Reproduce the material starting at the line that contains "parking lot category." and ending at the line that contains "[[211, 580, 1041, 779]]", with every line kept. Shift each bounding-box coordinate in the answers by adding -35 to it.

───── Records to use ─────

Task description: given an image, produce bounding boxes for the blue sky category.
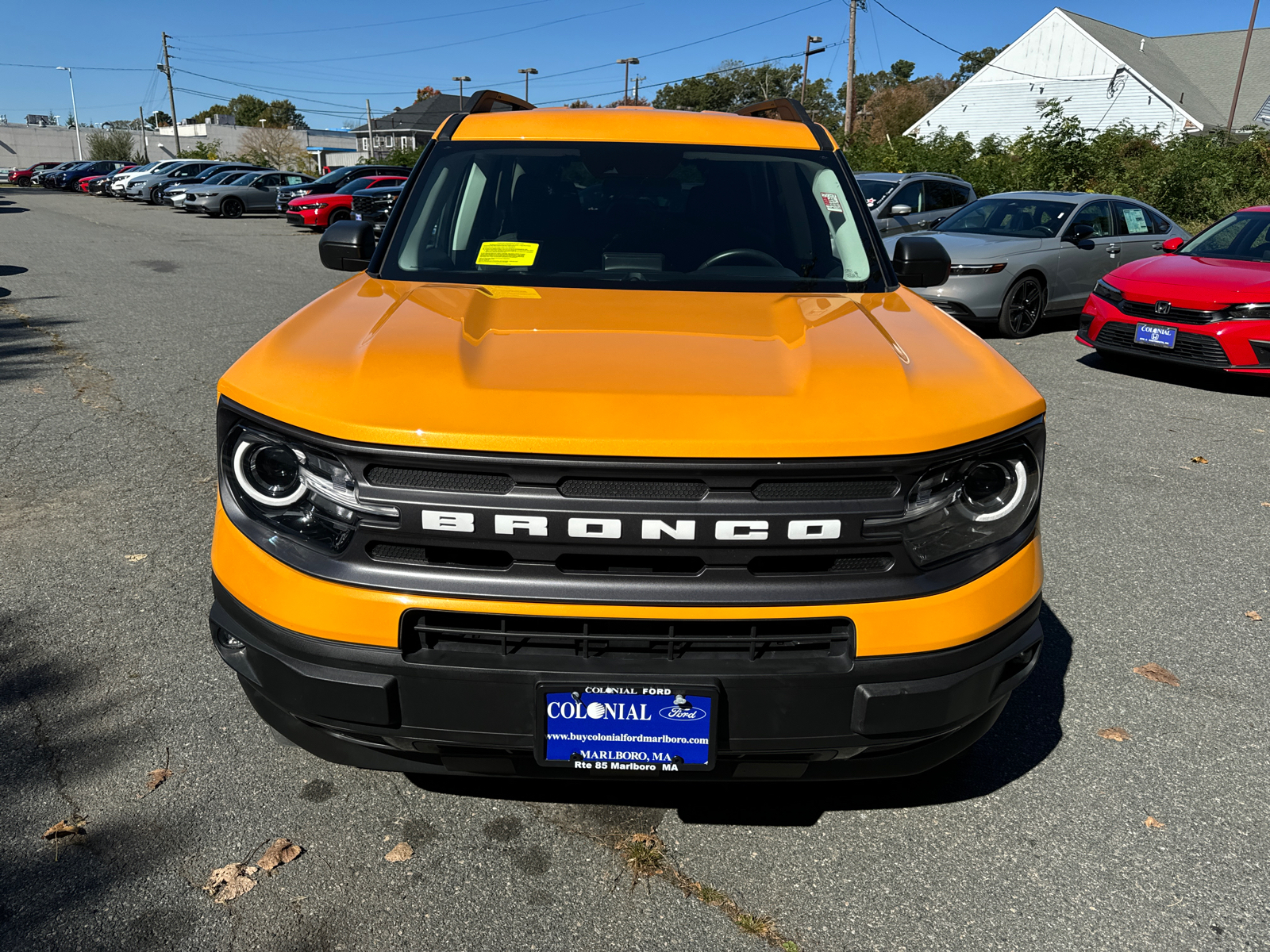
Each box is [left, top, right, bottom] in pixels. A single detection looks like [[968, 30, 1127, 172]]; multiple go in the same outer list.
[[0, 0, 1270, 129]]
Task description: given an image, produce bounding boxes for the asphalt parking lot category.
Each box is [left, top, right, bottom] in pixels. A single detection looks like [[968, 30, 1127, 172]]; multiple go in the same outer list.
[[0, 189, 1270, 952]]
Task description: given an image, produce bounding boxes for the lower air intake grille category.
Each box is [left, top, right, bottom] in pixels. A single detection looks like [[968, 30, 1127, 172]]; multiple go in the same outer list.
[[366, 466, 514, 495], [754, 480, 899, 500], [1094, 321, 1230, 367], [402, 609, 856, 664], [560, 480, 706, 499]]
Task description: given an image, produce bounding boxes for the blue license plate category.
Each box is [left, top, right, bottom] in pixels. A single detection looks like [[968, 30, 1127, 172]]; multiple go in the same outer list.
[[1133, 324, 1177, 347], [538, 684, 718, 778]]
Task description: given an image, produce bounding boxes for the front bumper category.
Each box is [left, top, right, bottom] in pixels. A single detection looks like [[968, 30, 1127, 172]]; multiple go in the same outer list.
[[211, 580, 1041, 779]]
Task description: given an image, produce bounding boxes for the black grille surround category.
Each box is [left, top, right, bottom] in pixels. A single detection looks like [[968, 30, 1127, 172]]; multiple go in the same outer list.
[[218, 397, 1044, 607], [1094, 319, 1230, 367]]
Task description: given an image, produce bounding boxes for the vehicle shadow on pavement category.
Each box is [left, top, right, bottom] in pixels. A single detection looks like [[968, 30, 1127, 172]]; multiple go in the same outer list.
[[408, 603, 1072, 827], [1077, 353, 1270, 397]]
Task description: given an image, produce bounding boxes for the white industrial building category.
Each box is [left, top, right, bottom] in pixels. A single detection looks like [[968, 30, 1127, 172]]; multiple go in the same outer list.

─────

- [Solution]
Task description: given an image, produce bounding boxes for the asphalt parking lot category.
Each box is [left, top, right, bottom] in pixels. A single detection looks like [[968, 30, 1127, 172]]; multiple go in the same outer list.
[[-35, 154, 1235, 917]]
Task description: given an image, produce bounding boxes for the lower air intake grille category.
Each box is [left, top, right, bottom] in pixels. A single detection looks like [[968, 30, 1127, 172]]; multiple go in the same outer list.
[[331, 431, 479, 460], [719, 445, 864, 465], [1059, 286, 1195, 332], [367, 574, 821, 629], [525, 445, 671, 464]]
Task description: given an image, produce bounding boxes for the blue license plate category.
Each box is [left, top, right, bottom] in pixels. A single detection looks like [[968, 30, 1127, 172]]; multiple go in the same outer list.
[[1098, 289, 1142, 312], [503, 649, 683, 743]]
Task description: given an image, produce bounding boxes for the front bumper category.
Each box is [left, top, right, bottom] in pixels. A single detection looks like [[968, 30, 1127, 172]]; multiple go in the same outer list.
[[176, 545, 1006, 744]]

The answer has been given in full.